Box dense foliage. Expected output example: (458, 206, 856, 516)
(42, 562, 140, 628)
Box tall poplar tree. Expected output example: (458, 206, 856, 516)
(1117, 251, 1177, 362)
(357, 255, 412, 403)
┄┄┄┄┄┄
Task brief => The lines to quote run from the one containing "Box tall poplar" through the final line of the material above; please give them exactly, both ends included, and nothing else.

Answer area =>
Box tall poplar tree. Expected output example: (458, 206, 856, 516)
(1117, 251, 1177, 362)
(357, 255, 412, 403)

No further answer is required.